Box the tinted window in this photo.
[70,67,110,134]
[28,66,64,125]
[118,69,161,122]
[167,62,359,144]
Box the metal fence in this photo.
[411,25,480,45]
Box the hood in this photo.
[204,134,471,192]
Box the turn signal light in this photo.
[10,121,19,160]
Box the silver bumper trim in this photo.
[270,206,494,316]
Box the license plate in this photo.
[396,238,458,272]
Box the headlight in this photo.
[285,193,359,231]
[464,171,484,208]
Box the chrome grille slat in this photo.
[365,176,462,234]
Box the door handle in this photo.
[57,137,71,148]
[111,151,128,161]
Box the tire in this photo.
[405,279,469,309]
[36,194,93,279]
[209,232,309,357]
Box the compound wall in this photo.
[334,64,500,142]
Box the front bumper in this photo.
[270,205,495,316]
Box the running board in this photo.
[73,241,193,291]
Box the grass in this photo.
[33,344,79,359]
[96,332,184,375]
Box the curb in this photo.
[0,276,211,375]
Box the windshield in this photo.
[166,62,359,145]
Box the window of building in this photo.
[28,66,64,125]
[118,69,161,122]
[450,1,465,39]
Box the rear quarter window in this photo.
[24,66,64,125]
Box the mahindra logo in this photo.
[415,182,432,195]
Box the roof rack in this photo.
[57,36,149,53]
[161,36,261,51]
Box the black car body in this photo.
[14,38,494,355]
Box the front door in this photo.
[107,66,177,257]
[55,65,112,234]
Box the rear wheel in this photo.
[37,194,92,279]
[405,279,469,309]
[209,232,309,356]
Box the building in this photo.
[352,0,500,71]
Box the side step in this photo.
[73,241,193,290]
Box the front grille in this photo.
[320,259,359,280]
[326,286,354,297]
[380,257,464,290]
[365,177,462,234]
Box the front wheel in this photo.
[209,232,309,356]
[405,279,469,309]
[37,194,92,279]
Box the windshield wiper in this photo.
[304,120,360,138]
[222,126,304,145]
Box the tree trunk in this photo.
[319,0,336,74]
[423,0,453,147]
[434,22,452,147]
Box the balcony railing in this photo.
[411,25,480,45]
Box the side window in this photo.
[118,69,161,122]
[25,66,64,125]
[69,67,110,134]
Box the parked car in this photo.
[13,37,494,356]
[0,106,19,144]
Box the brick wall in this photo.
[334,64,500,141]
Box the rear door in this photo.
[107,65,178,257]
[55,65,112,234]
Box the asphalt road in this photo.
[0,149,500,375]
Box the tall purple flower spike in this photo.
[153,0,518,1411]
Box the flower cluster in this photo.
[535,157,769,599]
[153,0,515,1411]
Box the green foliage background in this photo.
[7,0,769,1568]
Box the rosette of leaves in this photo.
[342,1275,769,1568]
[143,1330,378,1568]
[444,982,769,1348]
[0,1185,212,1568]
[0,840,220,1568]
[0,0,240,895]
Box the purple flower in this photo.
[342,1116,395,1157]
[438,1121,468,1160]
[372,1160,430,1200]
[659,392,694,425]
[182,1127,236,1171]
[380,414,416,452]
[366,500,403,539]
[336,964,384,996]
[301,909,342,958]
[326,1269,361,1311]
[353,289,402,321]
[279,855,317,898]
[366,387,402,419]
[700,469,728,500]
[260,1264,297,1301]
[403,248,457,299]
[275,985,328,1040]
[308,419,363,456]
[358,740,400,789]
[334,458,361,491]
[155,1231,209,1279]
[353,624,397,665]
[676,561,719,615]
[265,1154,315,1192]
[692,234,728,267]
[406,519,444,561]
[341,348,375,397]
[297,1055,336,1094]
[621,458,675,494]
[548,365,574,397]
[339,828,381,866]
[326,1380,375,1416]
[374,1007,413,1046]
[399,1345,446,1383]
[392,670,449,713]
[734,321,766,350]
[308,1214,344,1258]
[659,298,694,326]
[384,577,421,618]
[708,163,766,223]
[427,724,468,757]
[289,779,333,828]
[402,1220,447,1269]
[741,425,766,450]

__________

• **GIVEN EXERCISE**
Could you convert every row above into a JSON list of strings, with one string per line and blank lines omitted?

• **SOLUTION FOR THIS PROBLEM**
[
  "Box the tinted window in this photo.",
  "[70,67,110,134]",
  "[28,66,64,125]",
  "[118,69,161,122]",
  "[167,62,359,144]",
  "Box the metal fence in this photo.",
  "[411,25,480,45]",
  "Box the hood in this photo.",
  "[204,134,471,192]",
  "Box the turn signal light in this photo.",
  "[10,121,19,160]",
  "Box the silver bumper trim in this photo.",
  "[270,206,494,316]",
  "Box the license plate in this photo.",
  "[396,238,458,272]",
  "Box the headlight in this photo.",
  "[285,193,359,231]",
  "[464,171,484,208]",
  "Box the chrome grille slat in this photo.",
  "[365,176,462,234]",
  "Box the door handle in this photo.",
  "[57,137,71,148]",
  "[111,151,128,161]",
  "Box the tire in this photo.",
  "[405,279,469,309]",
  "[36,194,93,279]",
  "[209,232,309,357]",
  "Box the compound wall in this photo.",
  "[334,64,500,142]",
  "Box the front bumper in this photo.",
  "[270,205,495,316]",
  "Box the running board in this photo.",
  "[73,241,193,291]",
  "Box the grass in this photo.",
  "[33,344,79,359]",
  "[96,332,184,375]",
  "Box the curb in this photo.",
  "[0,276,211,375]",
  "Box the windshield in this photo.",
  "[166,62,359,145]",
  "Box the window of building in this photo.",
  "[28,66,64,125]",
  "[118,69,161,122]",
  "[450,1,465,39]",
  "Box the rear quarter window in this photo.",
  "[24,66,64,125]",
  "Box the mahindra logo in this photo.",
  "[415,182,432,195]",
  "Box the roof rack in this photo.",
  "[57,36,149,53]",
  "[161,36,261,51]",
  "Box the black car body in this photo.",
  "[14,38,494,355]",
  "Box the front door in this photo.",
  "[107,66,177,257]",
  "[55,65,112,234]",
  "Box the rear wheel in this photo.",
  "[37,194,92,279]",
  "[405,279,469,309]",
  "[209,232,309,356]",
  "Box the building in this photo.",
  "[352,0,500,71]",
  "Box the side step in this photo.",
  "[73,241,193,290]",
  "Box the front grille in this photo.",
  "[320,259,359,280]",
  "[326,286,354,297]",
  "[380,257,464,290]",
  "[365,177,462,234]",
  "Box the front wheel in this photo.",
  "[209,232,309,356]",
  "[405,279,469,309]",
  "[37,194,92,279]",
  "Box the windshield wiper in this photo.",
  "[304,120,360,138]",
  "[222,126,304,145]",
  "Box the tree trunk in this photo.",
  "[319,0,336,74]",
  "[423,0,453,147]",
  "[434,22,452,147]",
  "Box the balcony railing in this photo.",
  "[411,25,480,45]",
  "Box the side window in this photo.",
  "[118,69,161,122]",
  "[25,66,64,125]",
  "[69,67,110,134]",
  "Box the parked car in this photo.",
  "[13,37,494,356]",
  "[0,106,19,144]",
  "Box the brick wall in this photo.",
  "[334,64,500,141]",
  "Box the rear door in this photo.",
  "[107,65,178,257]",
  "[55,65,112,234]",
  "Box the asphalt road in this photo.",
  "[0,149,500,375]",
  "Box the tall purple flower spike in this photo.",
  "[153,0,518,1411]",
  "Box the flower cluster in this photo.",
  "[535,157,769,599]",
  "[153,0,515,1411]",
  "Box the green foliage background in this photo.",
  "[7,0,769,1568]",
  "Box the rosette of leaves in this photo.",
  "[342,1275,769,1568]",
  "[143,1330,378,1568]",
  "[444,982,769,1348]",
  "[0,1185,212,1568]",
  "[0,840,220,1568]",
  "[0,0,240,895]",
  "Box the purple flower in this photo.",
  "[342,1116,395,1157]",
  "[438,1121,468,1160]",
  "[372,1160,430,1200]",
  "[659,392,694,425]",
  "[182,1127,236,1171]",
  "[380,414,416,452]",
  "[366,500,403,539]",
  "[336,964,384,996]",
  "[301,909,342,958]",
  "[326,1269,361,1311]",
  "[353,289,402,321]",
  "[279,855,317,898]",
  "[366,387,402,419]",
  "[700,469,728,500]",
  "[260,1264,297,1301]",
  "[403,248,457,299]",
  "[275,985,328,1040]",
  "[308,419,363,456]",
  "[358,740,400,789]",
  "[334,458,361,491]",
  "[155,1231,209,1279]",
  "[353,624,397,665]",
  "[676,561,719,615]",
  "[265,1154,315,1192]",
  "[692,234,728,267]",
  "[406,519,444,561]",
  "[341,348,375,397]",
  "[297,1055,336,1094]",
  "[621,458,675,494]",
  "[548,365,574,397]",
  "[339,828,381,866]",
  "[326,1380,375,1416]",
  "[374,1007,413,1046]",
  "[399,1345,446,1383]",
  "[392,670,449,713]",
  "[734,321,766,350]",
  "[308,1214,344,1258]",
  "[659,298,694,326]",
  "[384,577,421,618]",
  "[708,163,766,223]",
  "[427,724,468,757]",
  "[289,779,333,828]",
  "[402,1220,447,1269]",
  "[741,425,766,450]"
]